BEGIN Data records

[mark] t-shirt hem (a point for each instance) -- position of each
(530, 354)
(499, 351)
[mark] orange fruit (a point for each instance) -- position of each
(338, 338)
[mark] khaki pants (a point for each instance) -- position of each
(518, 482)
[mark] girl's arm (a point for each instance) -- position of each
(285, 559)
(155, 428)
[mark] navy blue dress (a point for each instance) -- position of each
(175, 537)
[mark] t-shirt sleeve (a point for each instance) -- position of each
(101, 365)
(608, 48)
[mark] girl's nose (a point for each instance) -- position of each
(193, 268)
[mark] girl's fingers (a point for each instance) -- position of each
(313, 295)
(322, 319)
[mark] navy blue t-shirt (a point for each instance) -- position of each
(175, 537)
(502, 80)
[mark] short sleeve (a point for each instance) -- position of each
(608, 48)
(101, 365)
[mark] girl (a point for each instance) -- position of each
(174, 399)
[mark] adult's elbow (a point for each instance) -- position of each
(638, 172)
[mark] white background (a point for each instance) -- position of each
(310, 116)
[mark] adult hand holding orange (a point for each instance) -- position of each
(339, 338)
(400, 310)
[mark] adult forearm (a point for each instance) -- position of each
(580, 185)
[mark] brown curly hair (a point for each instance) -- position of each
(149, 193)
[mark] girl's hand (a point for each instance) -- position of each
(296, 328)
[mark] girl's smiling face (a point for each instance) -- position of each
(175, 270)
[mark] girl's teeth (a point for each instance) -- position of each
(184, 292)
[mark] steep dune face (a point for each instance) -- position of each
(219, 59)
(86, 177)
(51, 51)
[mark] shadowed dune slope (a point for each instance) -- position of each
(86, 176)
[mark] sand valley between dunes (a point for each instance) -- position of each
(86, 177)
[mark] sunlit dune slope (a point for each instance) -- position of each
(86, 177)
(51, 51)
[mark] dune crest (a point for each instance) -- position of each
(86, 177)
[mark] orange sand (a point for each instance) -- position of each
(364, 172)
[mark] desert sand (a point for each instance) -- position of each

END Data records

Activity | Repeat exactly, and only, the lines from the line containing "[mark] girl (a" through the last line of the records above, both included.

Answer to the problem |
[mark] girl (a point for each instance) -- position of each
(174, 399)
[mark] adult's elbow (a point for each instance) -- position of each
(638, 172)
[mark] white background (a point for each instance) -- position of each
(310, 116)
[mark] adult hand holding orange (a point for each instance) -- position of each
(339, 338)
(400, 310)
[mark] adult forearm (a point for each instance) -- position of each
(580, 185)
[mark] brown curly hair (a point for each instance) -- position of each
(149, 193)
[mark] girl's hand (a point for each instance) -- position of each
(296, 328)
[mark] girl's smiling face (a point for each instance) -- position of each
(175, 270)
[mark] girl's teeth (a point for each instance) -- position of each
(184, 292)
[mark] steep dune face (a point for each instance) -- position of each
(219, 59)
(86, 177)
(51, 51)
[mark] shadowed dune slope (a point for each instance) -- position of each
(86, 176)
[mark] sand valley between dunes (a point for each instance) -- position of each
(86, 177)
[mark] sunlit dune slope (a point for each instance) -- position of each
(86, 177)
(51, 51)
[mark] dune crest (a point for each instance) -- position of each
(86, 177)
[mark] orange sand (a point for each instance) -- position of each
(364, 172)
[mark] desert sand (a point for each instance) -- position of each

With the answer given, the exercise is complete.